BPF_F_ALLOW_OVERRIDE is supported: when a program is registered
with this flag, descendant cgroups may attach their own
memcg_bpf_ops to override the inherited policy. Registration
propagates ops down through the subtree via mem_cgroup_iter;
unregistration restores each descendant to the ops its
registering ancestor's parent held, correctly preserving
override chains.
07/11 mm/bpf: Add bpf_try_to_free_mem_cgroup_pages kfunc
Exposes try_to_free_mem_cgroup_pages() to BPF programs as a
KF_SLEEPABLE kfunc. A swappiness parameter controls the
override value passed to the core reclaim path
(effective only when MEMCG_RECLAIM_PROACTIVE is set in
reclaim_options).
08/11 selftests/bpf: Add tests for memcg_bpf_ops
Adds prog_tests/memcg_ops.c covering three scenarios:
memcg_charged-only throttling, below_low + memcg_charged
interaction, and below_min + memcg_charged interaction. A
tracepoint on memcg:count_memcg_events (PGFAULT) is used to
detect memory pressure and trigger hooks accordingly.
09/11 selftests/bpf: Add test for memcg_bpf_ops hierarchies
Validates BPF_F_ALLOW_OVERRIDE attachment semantics across a
three-level cgroup hierarchy: attach with ALLOW_OVERRIDE at the
root, override at the middle level without the flag, then assert
that attaching to the leaf correctly fails with -EBUSY.

SUPPLIED RECORDS:
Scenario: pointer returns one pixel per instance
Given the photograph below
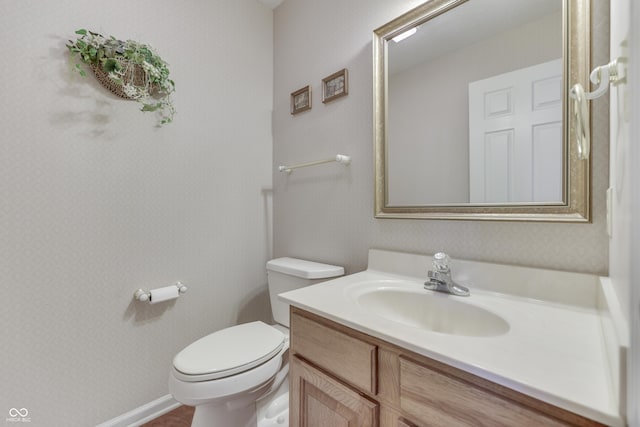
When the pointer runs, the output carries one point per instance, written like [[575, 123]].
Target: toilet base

--

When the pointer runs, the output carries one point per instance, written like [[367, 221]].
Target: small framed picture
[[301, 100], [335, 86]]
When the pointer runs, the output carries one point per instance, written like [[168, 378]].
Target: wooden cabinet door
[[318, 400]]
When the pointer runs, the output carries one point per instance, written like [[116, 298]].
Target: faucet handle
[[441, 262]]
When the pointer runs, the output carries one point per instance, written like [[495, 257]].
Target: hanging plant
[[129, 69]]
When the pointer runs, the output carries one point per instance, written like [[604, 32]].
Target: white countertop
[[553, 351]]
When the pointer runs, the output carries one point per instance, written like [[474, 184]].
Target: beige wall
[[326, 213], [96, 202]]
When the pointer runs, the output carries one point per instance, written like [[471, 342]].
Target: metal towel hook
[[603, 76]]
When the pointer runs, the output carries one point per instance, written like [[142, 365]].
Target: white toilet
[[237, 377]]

TASKS:
1. Answer these from the patch summary:
(a) Which function carries ops down through the subtree at registration?
(b) What must be set in reclaim_options for the swappiness value to take effect?
(c) What error should attaching to the leaf return in the hierarchy test?
2. Duplicate the part of the patch summary starting at "09/11 selftests/bpf: Add" and ending at "fails with -EBUSY.".
The lines play no part in this.

SOLVED TASKS:
1.
(a) mem_cgroup_iter
(b) MEMCG_RECLAIM_PROACTIVE
(c) -EBUSY

2.
09/11 selftests/bpf: Add test for memcg_bpf_ops hierarchies
Validates BPF_F_ALLOW_OVERRIDE attachment semantics across a
three-level cgroup hierarchy: attach with ALLOW_OVERRIDE at the
root, override at the middle level without the flag, then assert
that attaching to the leaf correctly fails with -EBUSY.